[Natural-language object grounding data]
▼
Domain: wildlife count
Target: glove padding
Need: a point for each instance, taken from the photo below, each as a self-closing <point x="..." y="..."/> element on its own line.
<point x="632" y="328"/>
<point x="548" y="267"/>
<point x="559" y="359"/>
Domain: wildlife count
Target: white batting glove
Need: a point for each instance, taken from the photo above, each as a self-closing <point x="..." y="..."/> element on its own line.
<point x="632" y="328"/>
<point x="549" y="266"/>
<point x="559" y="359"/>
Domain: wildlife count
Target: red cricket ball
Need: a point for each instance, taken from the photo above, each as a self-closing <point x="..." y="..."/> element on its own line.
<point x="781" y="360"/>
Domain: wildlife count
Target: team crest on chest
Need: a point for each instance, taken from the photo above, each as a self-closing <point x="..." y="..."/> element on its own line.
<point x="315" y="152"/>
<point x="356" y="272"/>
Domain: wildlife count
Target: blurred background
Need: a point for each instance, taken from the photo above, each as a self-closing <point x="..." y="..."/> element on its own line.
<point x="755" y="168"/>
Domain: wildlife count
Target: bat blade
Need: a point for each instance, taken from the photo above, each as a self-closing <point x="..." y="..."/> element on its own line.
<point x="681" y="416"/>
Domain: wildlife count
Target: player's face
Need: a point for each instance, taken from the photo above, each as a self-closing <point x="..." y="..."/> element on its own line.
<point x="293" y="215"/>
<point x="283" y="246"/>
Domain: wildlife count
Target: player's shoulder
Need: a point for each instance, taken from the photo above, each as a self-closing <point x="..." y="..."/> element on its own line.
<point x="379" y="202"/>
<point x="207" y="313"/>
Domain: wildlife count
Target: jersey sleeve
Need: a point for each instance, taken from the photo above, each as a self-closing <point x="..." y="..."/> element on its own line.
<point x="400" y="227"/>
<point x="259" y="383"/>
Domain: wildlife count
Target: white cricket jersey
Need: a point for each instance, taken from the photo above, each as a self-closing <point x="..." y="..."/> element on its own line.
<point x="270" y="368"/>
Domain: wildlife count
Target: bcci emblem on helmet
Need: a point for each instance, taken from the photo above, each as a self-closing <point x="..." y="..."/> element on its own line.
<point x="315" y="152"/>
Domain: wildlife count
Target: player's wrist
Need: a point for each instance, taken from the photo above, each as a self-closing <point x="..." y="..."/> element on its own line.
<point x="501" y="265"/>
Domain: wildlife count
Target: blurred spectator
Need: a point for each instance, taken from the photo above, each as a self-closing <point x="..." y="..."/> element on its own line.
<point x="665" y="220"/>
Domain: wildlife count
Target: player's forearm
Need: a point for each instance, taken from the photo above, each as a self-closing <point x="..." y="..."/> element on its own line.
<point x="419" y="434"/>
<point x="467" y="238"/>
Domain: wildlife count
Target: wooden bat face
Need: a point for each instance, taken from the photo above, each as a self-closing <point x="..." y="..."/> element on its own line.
▲
### Task:
In the entries above, find the line holding "Target: team crest on chest" and the line holding "Target: white cricket jersey", then retype exactly those two lines and every line between them, and nothing else.

### Exercise output:
Target: team crest on chest
Need: a point for each instance, taken from the photo above, each as a self-closing <point x="..." y="..."/> element on its own line.
<point x="315" y="152"/>
<point x="356" y="272"/>
Domain: wildlife count
Target: blurred background
Need: a point for each instance, taken from the photo above, each as a self-closing <point x="..." y="..."/> element on its own line.
<point x="755" y="168"/>
Domain: wildlife count
Target: bat blade
Need: a point for each instance, taken from the photo above, each as a self-closing <point x="..." y="..."/> element on its own line.
<point x="681" y="416"/>
Domain: wildlife count
Target: player's face
Need: a point for each instance, taken from the photo above, each as a self-closing <point x="..." y="..."/> element on its own line.
<point x="293" y="215"/>
<point x="283" y="246"/>
Domain: wildlife count
Target: player's shoulder
Need: a point for each instance, taken from the photo above, each as a self-closing <point x="..." y="..."/> element on its own line.
<point x="379" y="202"/>
<point x="207" y="313"/>
Domain: wildlife count
Target: jersey sleeve
Need: a point for each instance, taken from the photo above, each as a self-closing <point x="..." y="..."/> element on its own line.
<point x="400" y="227"/>
<point x="259" y="383"/>
Domain: wildlife count
Target: white cricket jersey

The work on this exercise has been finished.